◆ TASK PROMPT
From the line containing "For full credit, report the precise bounding box of the car" up to and including the line containing "83,105,138,113", rewrite the data with every line kept, requests included. Offset each bounding box coordinate in the answers by +90, and leave the request text unchanged.

◆ GIVEN DATA

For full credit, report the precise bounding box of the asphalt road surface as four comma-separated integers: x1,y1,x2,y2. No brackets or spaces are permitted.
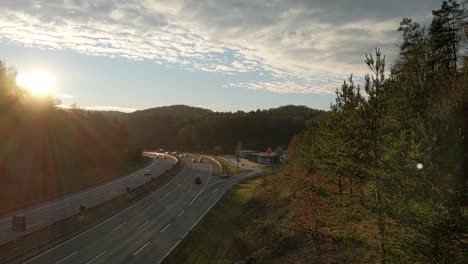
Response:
20,155,258,264
0,155,176,244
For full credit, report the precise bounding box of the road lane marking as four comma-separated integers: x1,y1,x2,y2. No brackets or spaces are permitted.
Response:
112,221,127,232
28,221,42,228
161,224,171,233
55,251,78,264
133,242,150,256
177,210,185,218
189,163,213,206
55,204,70,210
21,160,160,217
22,163,187,264
86,250,107,264
137,221,149,230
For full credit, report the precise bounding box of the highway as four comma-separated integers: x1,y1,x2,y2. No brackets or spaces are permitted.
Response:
0,155,176,244
18,155,258,264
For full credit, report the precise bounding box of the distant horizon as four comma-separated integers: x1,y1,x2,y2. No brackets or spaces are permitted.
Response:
58,104,329,114
0,0,441,112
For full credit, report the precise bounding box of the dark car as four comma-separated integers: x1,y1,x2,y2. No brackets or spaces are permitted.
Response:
195,176,202,184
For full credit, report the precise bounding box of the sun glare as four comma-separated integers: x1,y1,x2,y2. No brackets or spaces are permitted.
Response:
16,72,54,95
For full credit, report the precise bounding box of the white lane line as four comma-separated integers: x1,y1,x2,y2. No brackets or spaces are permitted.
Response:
55,251,78,264
161,224,171,233
189,163,213,206
177,210,185,218
112,221,127,232
133,242,150,256
86,250,107,264
28,221,42,228
137,221,149,230
55,204,70,210
19,159,156,217
23,163,187,264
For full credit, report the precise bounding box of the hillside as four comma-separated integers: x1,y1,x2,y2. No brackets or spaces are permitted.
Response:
122,105,324,153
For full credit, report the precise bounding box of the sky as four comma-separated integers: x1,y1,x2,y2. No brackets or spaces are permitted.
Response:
0,0,441,112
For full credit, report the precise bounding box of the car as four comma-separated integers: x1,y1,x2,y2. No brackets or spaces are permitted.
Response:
195,176,202,184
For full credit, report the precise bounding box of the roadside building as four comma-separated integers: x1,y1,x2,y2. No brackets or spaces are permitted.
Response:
256,153,280,165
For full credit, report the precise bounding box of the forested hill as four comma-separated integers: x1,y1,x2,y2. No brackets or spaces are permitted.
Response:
130,105,213,118
122,105,324,153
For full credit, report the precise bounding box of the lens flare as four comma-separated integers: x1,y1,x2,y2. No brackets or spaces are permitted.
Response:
16,72,54,96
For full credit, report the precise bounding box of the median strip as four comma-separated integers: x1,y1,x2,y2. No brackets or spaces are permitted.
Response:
161,224,171,233
112,221,127,231
55,251,78,264
137,221,149,230
177,210,185,218
86,250,107,264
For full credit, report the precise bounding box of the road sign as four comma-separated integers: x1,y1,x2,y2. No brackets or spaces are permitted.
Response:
13,215,26,232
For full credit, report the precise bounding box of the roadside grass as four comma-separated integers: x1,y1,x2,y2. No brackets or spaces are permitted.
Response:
0,159,184,263
0,156,152,216
215,157,247,175
163,178,263,264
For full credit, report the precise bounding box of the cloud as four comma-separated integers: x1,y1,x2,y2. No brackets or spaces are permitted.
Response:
0,0,440,93
58,104,138,113
55,93,73,99
83,105,138,113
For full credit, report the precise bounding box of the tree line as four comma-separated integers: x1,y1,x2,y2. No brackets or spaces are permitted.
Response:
0,65,134,211
125,105,324,154
278,0,468,263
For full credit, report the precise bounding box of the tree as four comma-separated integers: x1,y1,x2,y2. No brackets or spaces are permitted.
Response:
235,141,242,167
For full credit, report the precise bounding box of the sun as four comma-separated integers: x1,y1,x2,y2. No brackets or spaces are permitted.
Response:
16,72,54,96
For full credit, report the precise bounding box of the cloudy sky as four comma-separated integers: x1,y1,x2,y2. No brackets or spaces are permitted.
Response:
0,0,441,111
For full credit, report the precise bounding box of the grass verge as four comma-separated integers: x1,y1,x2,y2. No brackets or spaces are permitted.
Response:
215,157,247,175
0,156,153,214
0,162,184,264
163,179,262,264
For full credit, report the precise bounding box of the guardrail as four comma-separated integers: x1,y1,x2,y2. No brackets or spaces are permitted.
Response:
200,155,223,176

◆ RESPONSE TO THIS EXERCISE
For full credit, report the precise bounding box of the car as four comma-separated integers: x1,y1,x2,y2. No brackets or spaces are permitted.
Response:
285,266,292,274
For full credit, report the precise bounding box of the roadside building as four comma-separated integers: x1,y1,x2,y2. No brackets or spaces are permitted.
Response:
346,243,370,255
For full credit, report the precise bounding box of the forested hill as four comma-separated integers: x1,y1,x2,y2. No brackets or spaces are permitted.
Response:
220,195,303,208
212,195,414,243
For full credit, report the precise bounding box of the lens flare as four comma-separated integers: x1,y1,x2,y2. No brackets or spaces are permitted.
Response:
106,162,144,186
For full credit, report the precise bounding box of the median strip as four comma-separated integers: x1,y1,x2,y2. No brackets or spaces are permitted.
Response:
251,314,261,323
202,311,217,321
145,341,168,354
227,311,239,320
267,300,275,308
176,340,197,354
For full credit, report the precise bounding box of the road sign as four comma-separated integers: x1,y1,x2,y2. No brackets or spaces are permitted.
Response:
103,305,116,322
For full credit, report the precise bounding box of the roadside grass as four comma-separated integers: x1,y1,x2,y2. No brackets or spaces are permitted.
Response:
90,249,274,353
90,246,242,306
305,247,337,265
253,268,353,354
For full credit, report the precise bounding box of the cloud as four comma-separated integers: x1,y1,x2,y2. No brackets or spaces are permitted.
Response:
90,90,530,183
148,194,228,203
145,183,163,189
173,195,228,203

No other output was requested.